[Dataset excerpts on object pointing]
================
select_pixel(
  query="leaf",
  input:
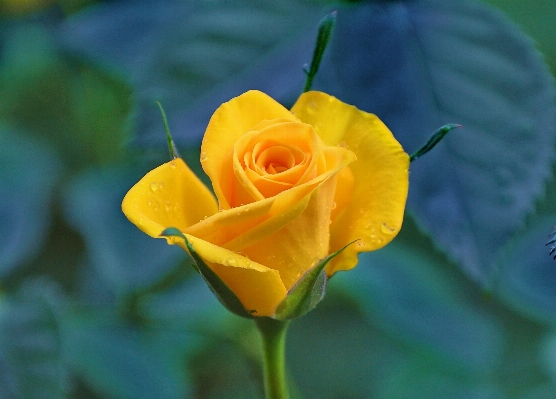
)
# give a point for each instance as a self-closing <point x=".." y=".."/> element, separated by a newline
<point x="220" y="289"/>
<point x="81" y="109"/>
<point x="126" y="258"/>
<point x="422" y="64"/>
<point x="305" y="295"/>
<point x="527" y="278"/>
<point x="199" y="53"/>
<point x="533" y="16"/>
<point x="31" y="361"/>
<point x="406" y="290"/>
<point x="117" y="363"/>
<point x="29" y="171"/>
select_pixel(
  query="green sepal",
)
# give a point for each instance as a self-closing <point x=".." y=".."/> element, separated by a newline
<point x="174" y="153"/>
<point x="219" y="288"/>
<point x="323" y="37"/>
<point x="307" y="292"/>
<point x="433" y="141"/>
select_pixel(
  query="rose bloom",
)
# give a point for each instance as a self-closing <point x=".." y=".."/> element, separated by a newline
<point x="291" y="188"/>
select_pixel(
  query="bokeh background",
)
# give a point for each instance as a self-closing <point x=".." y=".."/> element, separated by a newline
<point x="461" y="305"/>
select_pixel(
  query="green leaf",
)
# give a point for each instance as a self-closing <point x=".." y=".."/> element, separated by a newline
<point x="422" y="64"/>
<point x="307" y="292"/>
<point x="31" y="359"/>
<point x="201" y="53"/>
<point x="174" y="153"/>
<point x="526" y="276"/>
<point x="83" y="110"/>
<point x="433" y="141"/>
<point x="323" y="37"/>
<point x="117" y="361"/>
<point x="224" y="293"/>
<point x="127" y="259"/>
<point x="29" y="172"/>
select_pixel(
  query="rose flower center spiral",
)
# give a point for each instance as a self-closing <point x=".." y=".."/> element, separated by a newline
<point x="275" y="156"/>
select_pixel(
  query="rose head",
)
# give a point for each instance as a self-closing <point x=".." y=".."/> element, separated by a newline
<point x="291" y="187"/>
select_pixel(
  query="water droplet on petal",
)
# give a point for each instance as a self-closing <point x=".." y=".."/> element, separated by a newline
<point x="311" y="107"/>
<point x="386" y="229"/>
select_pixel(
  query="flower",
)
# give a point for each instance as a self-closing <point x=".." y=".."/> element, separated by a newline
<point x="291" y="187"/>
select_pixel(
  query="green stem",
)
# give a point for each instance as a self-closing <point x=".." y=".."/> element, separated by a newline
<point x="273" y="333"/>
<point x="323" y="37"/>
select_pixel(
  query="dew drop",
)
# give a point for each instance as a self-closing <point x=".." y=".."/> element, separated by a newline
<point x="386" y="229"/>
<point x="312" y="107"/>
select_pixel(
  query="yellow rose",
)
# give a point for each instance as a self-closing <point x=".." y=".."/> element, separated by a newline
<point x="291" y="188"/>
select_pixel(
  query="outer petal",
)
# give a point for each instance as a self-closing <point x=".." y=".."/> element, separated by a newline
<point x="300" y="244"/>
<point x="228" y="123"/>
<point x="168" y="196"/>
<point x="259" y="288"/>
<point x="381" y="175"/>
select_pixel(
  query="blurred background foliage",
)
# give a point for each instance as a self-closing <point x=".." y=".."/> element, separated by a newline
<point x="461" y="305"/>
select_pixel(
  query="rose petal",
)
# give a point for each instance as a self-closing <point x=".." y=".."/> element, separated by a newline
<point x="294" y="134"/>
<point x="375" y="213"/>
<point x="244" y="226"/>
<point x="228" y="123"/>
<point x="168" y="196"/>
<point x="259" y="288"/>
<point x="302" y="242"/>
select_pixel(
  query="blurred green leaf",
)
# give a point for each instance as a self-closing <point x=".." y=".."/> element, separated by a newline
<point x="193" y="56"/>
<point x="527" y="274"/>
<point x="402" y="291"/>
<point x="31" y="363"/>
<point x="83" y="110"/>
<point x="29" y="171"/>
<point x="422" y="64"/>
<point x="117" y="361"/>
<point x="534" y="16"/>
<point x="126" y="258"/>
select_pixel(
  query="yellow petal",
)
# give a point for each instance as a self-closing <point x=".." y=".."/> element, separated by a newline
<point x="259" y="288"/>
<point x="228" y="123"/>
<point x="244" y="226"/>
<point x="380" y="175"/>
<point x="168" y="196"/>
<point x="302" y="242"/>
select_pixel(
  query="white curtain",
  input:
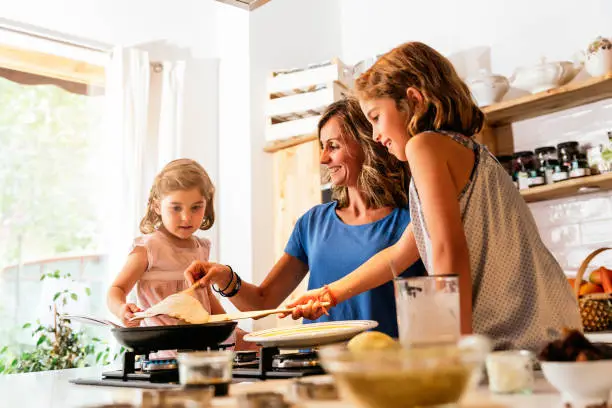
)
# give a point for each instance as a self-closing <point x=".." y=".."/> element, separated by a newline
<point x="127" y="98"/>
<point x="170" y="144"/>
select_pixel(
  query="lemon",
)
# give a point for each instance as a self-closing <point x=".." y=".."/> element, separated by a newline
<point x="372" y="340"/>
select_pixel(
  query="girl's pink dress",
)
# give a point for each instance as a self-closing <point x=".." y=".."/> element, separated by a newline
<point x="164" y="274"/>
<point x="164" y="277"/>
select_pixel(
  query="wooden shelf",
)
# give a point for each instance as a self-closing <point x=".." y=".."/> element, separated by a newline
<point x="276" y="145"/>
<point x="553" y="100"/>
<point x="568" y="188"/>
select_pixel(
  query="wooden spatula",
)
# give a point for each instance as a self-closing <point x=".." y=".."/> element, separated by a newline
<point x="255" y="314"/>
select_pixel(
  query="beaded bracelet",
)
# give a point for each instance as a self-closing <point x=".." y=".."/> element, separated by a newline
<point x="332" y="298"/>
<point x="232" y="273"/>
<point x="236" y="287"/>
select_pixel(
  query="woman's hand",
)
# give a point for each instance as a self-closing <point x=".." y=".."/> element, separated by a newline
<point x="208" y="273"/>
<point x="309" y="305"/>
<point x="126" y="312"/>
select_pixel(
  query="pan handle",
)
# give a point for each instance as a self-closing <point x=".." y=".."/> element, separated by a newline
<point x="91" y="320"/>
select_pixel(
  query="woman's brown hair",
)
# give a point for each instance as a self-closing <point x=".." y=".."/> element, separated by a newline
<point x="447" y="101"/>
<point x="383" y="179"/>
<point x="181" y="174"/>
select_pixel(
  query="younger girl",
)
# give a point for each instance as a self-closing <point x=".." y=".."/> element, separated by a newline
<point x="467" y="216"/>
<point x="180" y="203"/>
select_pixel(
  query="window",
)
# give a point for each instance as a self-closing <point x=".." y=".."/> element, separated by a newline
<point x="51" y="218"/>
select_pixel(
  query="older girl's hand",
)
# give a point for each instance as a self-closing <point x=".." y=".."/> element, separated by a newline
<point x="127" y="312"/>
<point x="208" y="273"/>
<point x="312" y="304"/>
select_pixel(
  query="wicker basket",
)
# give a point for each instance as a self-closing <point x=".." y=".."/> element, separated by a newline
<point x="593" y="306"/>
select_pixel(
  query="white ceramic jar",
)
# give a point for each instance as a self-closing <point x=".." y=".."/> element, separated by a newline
================
◆ **WRITTEN INSTRUCTION**: Take the data above and repeat it exactly, leaving each picture out.

◆ **TASK SOLUTION**:
select_pixel(
  query="leaf",
  input:
)
# give a point for each instance as a self-closing <point x=".." y=".."/> element, separated by a newline
<point x="220" y="289"/>
<point x="81" y="109"/>
<point x="126" y="258"/>
<point x="422" y="64"/>
<point x="305" y="295"/>
<point x="527" y="278"/>
<point x="199" y="53"/>
<point x="533" y="16"/>
<point x="31" y="361"/>
<point x="406" y="290"/>
<point x="117" y="363"/>
<point x="29" y="171"/>
select_pixel(
  query="green sepal",
)
# give a point for each instance as a self-closing <point x=".." y=".."/> element, separated by a newline
<point x="174" y="153"/>
<point x="219" y="288"/>
<point x="323" y="37"/>
<point x="307" y="292"/>
<point x="433" y="141"/>
select_pixel(
  query="rose bloom",
)
# give a point for each instance as a self-closing <point x=".." y=".."/> element, separated by a newline
<point x="291" y="188"/>
select_pixel(
  query="bokeh background",
)
# give a point for each instance as a self-closing <point x=".." y=".."/> element, separated by a newline
<point x="461" y="305"/>
select_pixel(
  query="green leaf",
)
# give a point for each instance as a self-closing <point x=".." y=".."/> element, separated by a newline
<point x="422" y="64"/>
<point x="307" y="292"/>
<point x="31" y="359"/>
<point x="201" y="53"/>
<point x="174" y="153"/>
<point x="526" y="276"/>
<point x="83" y="110"/>
<point x="433" y="141"/>
<point x="323" y="37"/>
<point x="117" y="361"/>
<point x="224" y="293"/>
<point x="127" y="259"/>
<point x="29" y="172"/>
select_pixel(
  query="rose flower center spiral",
)
# give a point for each instance as a self-closing <point x=".." y=".."/> element, separated by a newline
<point x="275" y="156"/>
select_pixel(
  query="rose head",
)
# give a point for each instance as a self-closing <point x=".." y=".."/> element, separated by a newline
<point x="291" y="187"/>
select_pixel(
  query="water droplet on petal",
)
# give a point for each instance as a self-closing <point x=".." y=".."/> element, separated by a newline
<point x="311" y="107"/>
<point x="386" y="229"/>
select_pixel(
  query="flower",
)
# give a point for each instance as a self-closing <point x=".." y=".."/> element, separated by a newline
<point x="291" y="187"/>
select_pixel(
  query="green stem",
)
# give a point for each instance as a self-closing <point x=".." y=".."/> element, separated by a newline
<point x="273" y="333"/>
<point x="323" y="37"/>
select_pixel(
  query="dew drop",
)
# give a point for each instance as a self-closing <point x=".." y=".."/> element, separated by a newline
<point x="386" y="229"/>
<point x="312" y="107"/>
select_pixel(
  query="yellow rose",
)
# give a point for each instance as a self-closing <point x=".." y=".."/> element, separated by a newline
<point x="291" y="188"/>
select_pixel(
  query="outer petal",
)
# give a point for each instance as a self-closing <point x=".." y=".."/> element, separated by a newline
<point x="300" y="244"/>
<point x="228" y="123"/>
<point x="168" y="196"/>
<point x="259" y="288"/>
<point x="381" y="175"/>
select_pixel(
  query="blurred background foliage",
)
# give a point for each instance as a self-closing <point x=".." y=".."/> element, separated by a newline
<point x="461" y="305"/>
select_pixel(
  query="rose petal",
)
# give a point for each instance as a self-closing <point x=".." y=".."/> element, separated by a newline
<point x="294" y="134"/>
<point x="375" y="213"/>
<point x="244" y="226"/>
<point x="228" y="123"/>
<point x="168" y="196"/>
<point x="259" y="288"/>
<point x="302" y="242"/>
select_pixel(
  query="blurred green leaf",
)
# give a point for each instance as a self-closing <point x=".." y=".."/> element, separated by a newline
<point x="193" y="56"/>
<point x="527" y="274"/>
<point x="402" y="291"/>
<point x="31" y="363"/>
<point x="83" y="110"/>
<point x="29" y="171"/>
<point x="422" y="64"/>
<point x="117" y="361"/>
<point x="534" y="16"/>
<point x="126" y="258"/>
select_pixel(
  query="yellow petal",
)
# give a point for each instance as a self-closing <point x=".." y=".."/> element, separated by a newline
<point x="259" y="288"/>
<point x="228" y="123"/>
<point x="244" y="226"/>
<point x="380" y="175"/>
<point x="168" y="196"/>
<point x="302" y="242"/>
select_pixel(
  query="white curtain",
  input:
)
# give a point for each instance as a self-closing <point x=".." y=".."/> element, separated by a newline
<point x="127" y="98"/>
<point x="170" y="144"/>
select_pixel(
  query="lemon",
)
# give a point for each instance as a self-closing <point x=".." y=".."/> element, separated by a newline
<point x="372" y="340"/>
select_pixel(
  query="girl's pink dress",
)
# give a point for each instance as a self-closing <point x=".." y=".."/> element, separated by a newline
<point x="164" y="274"/>
<point x="164" y="277"/>
select_pixel(
  query="wooden shelf",
)
# give a point for each instance as a self-closing <point x=".." y=".."/> element, separated by a newline
<point x="276" y="145"/>
<point x="553" y="100"/>
<point x="568" y="188"/>
select_pixel(
  query="wooden spatula",
)
# give a point for each instance as a self-closing <point x=".." y=".."/> element, separated by a newline
<point x="255" y="314"/>
select_pixel(
  query="beaded bracelet",
)
# give a point for each instance as a self-closing <point x=".." y=".."/> element, separated by a newline
<point x="332" y="298"/>
<point x="232" y="273"/>
<point x="236" y="287"/>
select_pixel(
  query="woman's hand",
)
# give a point for each instance as a self-closing <point x=".." y=".."/> element, separated by a newline
<point x="208" y="273"/>
<point x="309" y="305"/>
<point x="126" y="312"/>
select_pixel(
  query="pan handle",
)
# give a point for each instance as a self-closing <point x=".." y=".."/> element, separated by a newline
<point x="91" y="320"/>
select_pixel(
  query="woman's brown hair",
)
# give a point for each instance as a self-closing <point x=".." y=".."/> element, separated by a newline
<point x="447" y="101"/>
<point x="383" y="179"/>
<point x="181" y="174"/>
select_pixel(
  query="younger girl",
)
# give a point for each instance as a self-closing <point x=".." y=".."/> element, separated by a newline
<point x="467" y="216"/>
<point x="180" y="203"/>
select_pixel(
  query="window",
)
# give a point for each instance as a self-closing <point x=".." y=".."/> element, separated by a newline
<point x="51" y="218"/>
select_pixel(
  query="older girl's hand",
)
# give a point for each instance as a self-closing <point x=".." y=".."/> element, separated by a newline
<point x="127" y="312"/>
<point x="208" y="273"/>
<point x="312" y="304"/>
select_pixel(
  query="wicker basket",
)
# give a point for each instance as a self-closing <point x=".." y=".."/> element, separated by a newline
<point x="593" y="306"/>
select_pixel(
  query="white ceramic jar",
)
# give a point for each instance as a self-closing <point x=".." y=".."/> element, separated by a newline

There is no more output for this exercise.